··· DATASET ENTRIES

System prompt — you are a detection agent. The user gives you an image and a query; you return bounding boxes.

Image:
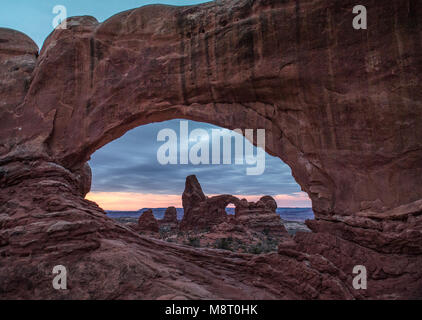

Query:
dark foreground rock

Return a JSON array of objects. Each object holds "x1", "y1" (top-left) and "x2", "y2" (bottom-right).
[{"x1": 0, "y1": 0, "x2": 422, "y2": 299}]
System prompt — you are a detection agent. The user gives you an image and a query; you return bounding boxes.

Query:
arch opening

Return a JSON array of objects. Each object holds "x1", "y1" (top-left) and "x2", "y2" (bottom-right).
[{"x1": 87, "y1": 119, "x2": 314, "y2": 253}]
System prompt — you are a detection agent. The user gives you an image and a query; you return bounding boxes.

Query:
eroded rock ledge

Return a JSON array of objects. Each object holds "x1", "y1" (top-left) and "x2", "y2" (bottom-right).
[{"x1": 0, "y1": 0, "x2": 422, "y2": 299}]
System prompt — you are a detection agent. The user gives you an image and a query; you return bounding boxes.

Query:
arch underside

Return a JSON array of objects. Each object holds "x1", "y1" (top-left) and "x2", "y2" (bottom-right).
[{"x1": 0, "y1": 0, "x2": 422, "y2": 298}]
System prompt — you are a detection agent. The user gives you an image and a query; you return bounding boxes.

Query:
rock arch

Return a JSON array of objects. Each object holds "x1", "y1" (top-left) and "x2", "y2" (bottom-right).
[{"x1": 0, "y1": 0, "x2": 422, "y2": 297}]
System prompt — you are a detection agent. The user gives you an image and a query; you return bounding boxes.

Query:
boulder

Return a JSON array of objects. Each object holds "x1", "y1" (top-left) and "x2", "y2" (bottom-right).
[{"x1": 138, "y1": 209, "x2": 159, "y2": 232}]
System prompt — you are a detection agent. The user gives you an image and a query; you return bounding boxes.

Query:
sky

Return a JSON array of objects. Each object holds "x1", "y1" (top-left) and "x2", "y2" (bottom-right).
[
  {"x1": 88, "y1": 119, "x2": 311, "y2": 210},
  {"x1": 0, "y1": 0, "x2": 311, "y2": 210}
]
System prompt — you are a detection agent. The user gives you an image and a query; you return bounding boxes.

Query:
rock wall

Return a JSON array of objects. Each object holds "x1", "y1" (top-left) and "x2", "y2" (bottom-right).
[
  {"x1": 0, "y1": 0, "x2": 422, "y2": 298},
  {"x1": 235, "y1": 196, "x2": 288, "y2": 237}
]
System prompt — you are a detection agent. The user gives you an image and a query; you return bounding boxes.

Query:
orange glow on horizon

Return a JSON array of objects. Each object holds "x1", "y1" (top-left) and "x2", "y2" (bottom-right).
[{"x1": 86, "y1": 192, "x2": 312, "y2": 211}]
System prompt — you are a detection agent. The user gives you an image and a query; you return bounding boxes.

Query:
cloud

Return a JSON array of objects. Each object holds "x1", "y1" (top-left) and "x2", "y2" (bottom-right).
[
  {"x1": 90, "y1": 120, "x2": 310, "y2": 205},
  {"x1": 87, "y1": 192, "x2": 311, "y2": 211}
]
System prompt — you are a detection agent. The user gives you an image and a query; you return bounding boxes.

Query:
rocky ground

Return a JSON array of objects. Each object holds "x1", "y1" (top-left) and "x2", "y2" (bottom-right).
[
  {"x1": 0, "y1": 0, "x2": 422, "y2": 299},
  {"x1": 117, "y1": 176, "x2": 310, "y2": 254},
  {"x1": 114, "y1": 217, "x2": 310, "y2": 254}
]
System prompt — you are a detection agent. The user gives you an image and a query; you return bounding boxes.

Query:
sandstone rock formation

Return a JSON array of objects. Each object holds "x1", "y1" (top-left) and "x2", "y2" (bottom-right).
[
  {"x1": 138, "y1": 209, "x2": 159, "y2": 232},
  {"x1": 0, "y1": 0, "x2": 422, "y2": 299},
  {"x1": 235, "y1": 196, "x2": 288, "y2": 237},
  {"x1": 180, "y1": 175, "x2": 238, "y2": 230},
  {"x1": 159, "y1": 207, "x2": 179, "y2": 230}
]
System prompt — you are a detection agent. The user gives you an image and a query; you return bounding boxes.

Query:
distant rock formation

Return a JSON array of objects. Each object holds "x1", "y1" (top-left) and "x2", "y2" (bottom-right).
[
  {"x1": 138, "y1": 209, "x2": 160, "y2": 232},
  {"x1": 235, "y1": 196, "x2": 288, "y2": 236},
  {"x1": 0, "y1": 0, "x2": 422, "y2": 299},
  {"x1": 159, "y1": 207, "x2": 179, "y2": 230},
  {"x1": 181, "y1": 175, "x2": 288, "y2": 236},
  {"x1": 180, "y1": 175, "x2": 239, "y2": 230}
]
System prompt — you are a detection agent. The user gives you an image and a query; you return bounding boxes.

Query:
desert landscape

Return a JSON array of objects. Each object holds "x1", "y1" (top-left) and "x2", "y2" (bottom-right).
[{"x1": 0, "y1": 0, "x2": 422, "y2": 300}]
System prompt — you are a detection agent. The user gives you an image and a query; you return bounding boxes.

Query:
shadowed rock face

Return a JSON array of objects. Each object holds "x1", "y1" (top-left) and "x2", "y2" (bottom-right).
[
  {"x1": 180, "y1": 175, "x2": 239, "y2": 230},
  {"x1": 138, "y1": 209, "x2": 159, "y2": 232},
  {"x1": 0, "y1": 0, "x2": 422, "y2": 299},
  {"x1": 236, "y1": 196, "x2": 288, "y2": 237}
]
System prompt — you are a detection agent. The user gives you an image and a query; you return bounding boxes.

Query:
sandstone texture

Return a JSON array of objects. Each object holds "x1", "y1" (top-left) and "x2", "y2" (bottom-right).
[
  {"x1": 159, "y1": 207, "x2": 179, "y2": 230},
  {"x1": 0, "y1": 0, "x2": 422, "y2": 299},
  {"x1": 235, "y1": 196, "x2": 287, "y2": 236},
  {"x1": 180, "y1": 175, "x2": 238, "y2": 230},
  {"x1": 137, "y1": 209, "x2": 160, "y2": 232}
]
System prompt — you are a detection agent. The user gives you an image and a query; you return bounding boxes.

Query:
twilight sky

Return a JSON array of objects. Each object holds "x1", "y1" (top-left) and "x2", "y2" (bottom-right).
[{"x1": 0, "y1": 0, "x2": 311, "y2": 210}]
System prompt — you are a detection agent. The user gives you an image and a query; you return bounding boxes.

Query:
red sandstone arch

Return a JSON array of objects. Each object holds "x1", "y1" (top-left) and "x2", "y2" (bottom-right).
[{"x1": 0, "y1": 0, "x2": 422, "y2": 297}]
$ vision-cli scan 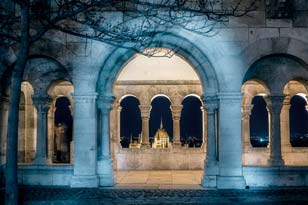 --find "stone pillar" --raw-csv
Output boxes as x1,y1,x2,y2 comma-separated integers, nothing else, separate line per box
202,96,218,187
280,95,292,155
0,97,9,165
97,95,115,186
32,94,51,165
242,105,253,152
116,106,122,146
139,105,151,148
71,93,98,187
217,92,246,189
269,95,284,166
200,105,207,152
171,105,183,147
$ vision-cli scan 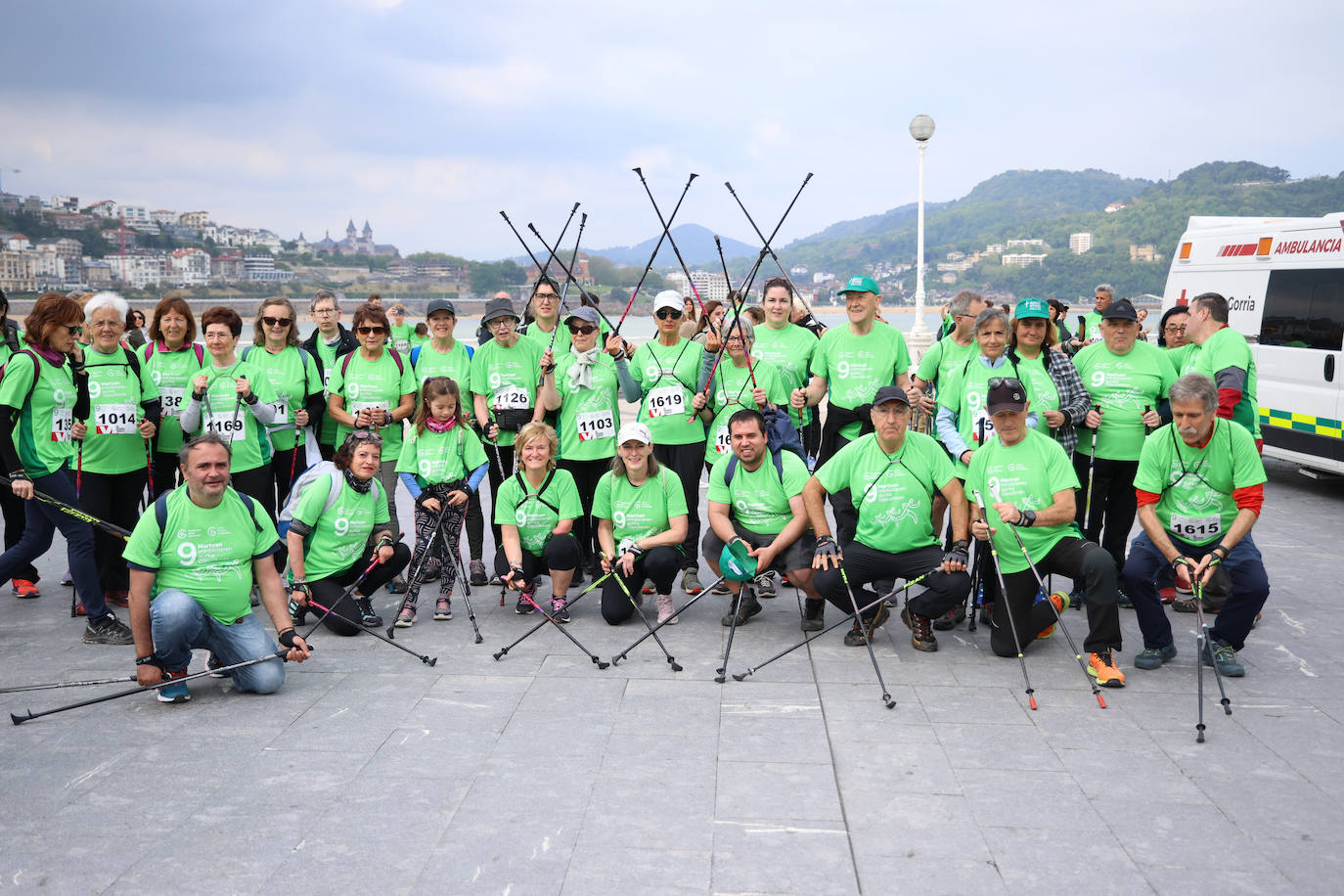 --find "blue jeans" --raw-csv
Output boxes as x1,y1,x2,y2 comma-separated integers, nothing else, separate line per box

······

Select every line in the records that contains the word "formation", copying each such line in full. Matching is case-sensitive.

sandstone rock formation
distant rock formation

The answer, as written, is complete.